(INPUT DATA):
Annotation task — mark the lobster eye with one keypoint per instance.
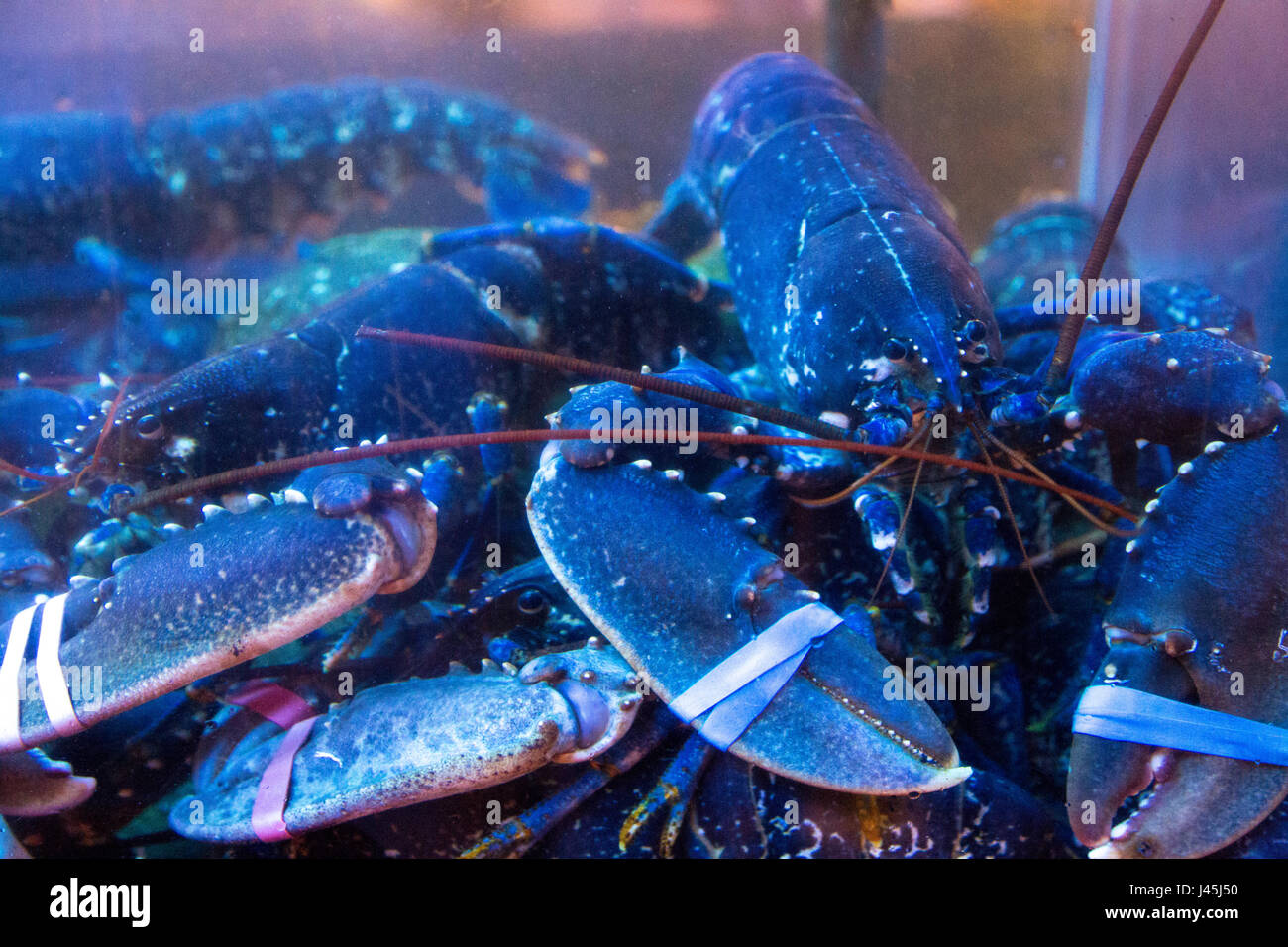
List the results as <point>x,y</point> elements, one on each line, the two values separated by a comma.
<point>896,350</point>
<point>532,602</point>
<point>149,427</point>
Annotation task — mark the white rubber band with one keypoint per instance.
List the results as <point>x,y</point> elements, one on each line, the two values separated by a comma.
<point>50,671</point>
<point>11,684</point>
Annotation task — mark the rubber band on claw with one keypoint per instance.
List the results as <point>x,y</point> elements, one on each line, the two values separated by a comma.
<point>739,688</point>
<point>1136,716</point>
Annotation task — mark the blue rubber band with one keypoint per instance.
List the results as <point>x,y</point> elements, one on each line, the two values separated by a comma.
<point>739,688</point>
<point>1136,716</point>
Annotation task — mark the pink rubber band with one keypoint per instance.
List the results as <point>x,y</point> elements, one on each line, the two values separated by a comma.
<point>291,712</point>
<point>270,701</point>
<point>267,815</point>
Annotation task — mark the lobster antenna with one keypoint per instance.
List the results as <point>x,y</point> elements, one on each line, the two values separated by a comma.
<point>273,468</point>
<point>580,367</point>
<point>1073,322</point>
<point>1016,525</point>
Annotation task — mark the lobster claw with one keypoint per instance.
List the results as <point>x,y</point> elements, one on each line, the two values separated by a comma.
<point>1197,628</point>
<point>681,607</point>
<point>1199,801</point>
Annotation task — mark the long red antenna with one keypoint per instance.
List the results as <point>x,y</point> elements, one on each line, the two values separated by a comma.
<point>1073,322</point>
<point>609,372</point>
<point>205,484</point>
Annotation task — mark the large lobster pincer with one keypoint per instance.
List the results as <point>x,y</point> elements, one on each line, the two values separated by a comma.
<point>404,742</point>
<point>698,617</point>
<point>206,599</point>
<point>1199,616</point>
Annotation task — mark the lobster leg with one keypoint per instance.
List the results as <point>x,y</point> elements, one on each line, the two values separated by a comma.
<point>883,514</point>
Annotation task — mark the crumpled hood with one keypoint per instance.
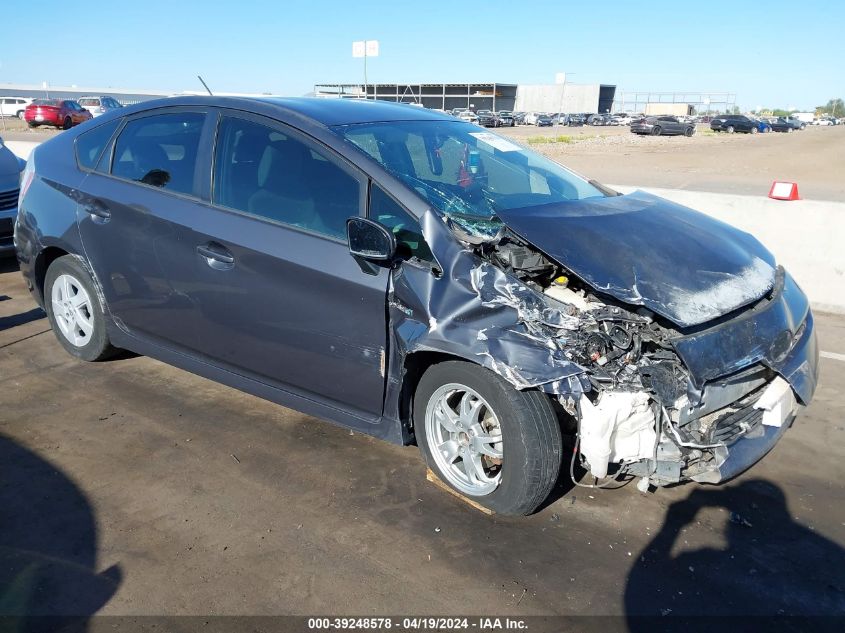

(WHAT TO DO): Omit every picture, then write out the entries above exactly.

(RESULT OF THE TASK):
Annotation task — mark the lobster eye with one keypoint per instance.
List the results as <point>x,y</point> elements, one on each line, the two values separated by a comma.
<point>896,350</point>
<point>532,602</point>
<point>149,427</point>
Annotation task — mark the white rubber band with one keypoint per instance.
List the results as <point>x,y</point> elements, one on each line, the two values separated by a comma.
<point>50,671</point>
<point>11,684</point>
Annotation task — mark the rubber band on claw with one keypoint per instance.
List the results as <point>x,y</point> elements, one on each line, the two values separated by a comma.
<point>739,688</point>
<point>1136,716</point>
Annotation task — mark the blue rubber band with one keypoint per instance.
List the results as <point>x,y</point> elements, one on each line, the two values separated by a comma.
<point>739,688</point>
<point>1136,716</point>
Annotation task — mark the pink rubber band with one keypoint per instance.
List the results as <point>x,y</point> elements, one on each line, the two values separated by a comma.
<point>291,712</point>
<point>270,701</point>
<point>267,815</point>
Annotation task — mark the lobster antenna with one keypoint per instance.
List the results as <point>x,y</point> elements, one on each line, the two values separated by a comma.
<point>273,468</point>
<point>580,367</point>
<point>1073,322</point>
<point>1016,525</point>
Annotation task — mark the lobster claw with one keypoint per instance.
List the results as <point>x,y</point> elements, one on each line, the two values separated by a comma.
<point>1197,628</point>
<point>681,607</point>
<point>1199,801</point>
Annotation task — mark the long red antenna with one keypoint per instance.
List the results as <point>x,y</point> elements, one on each line, the two values separated by a comma.
<point>1073,322</point>
<point>609,372</point>
<point>205,484</point>
Annotation task — mark the large lobster pincer with one keypoint per instance.
List the results as <point>x,y</point> elements, one on each line, the two values separated by a comma.
<point>404,742</point>
<point>698,617</point>
<point>206,599</point>
<point>1199,616</point>
Annotation task — mark the lobster leg with one keypoint per instance.
List the results as <point>x,y</point> elements, one on each line, the two values separated by a comma.
<point>883,514</point>
Annotation task — mark the crumpled hood with one keypoint per instance.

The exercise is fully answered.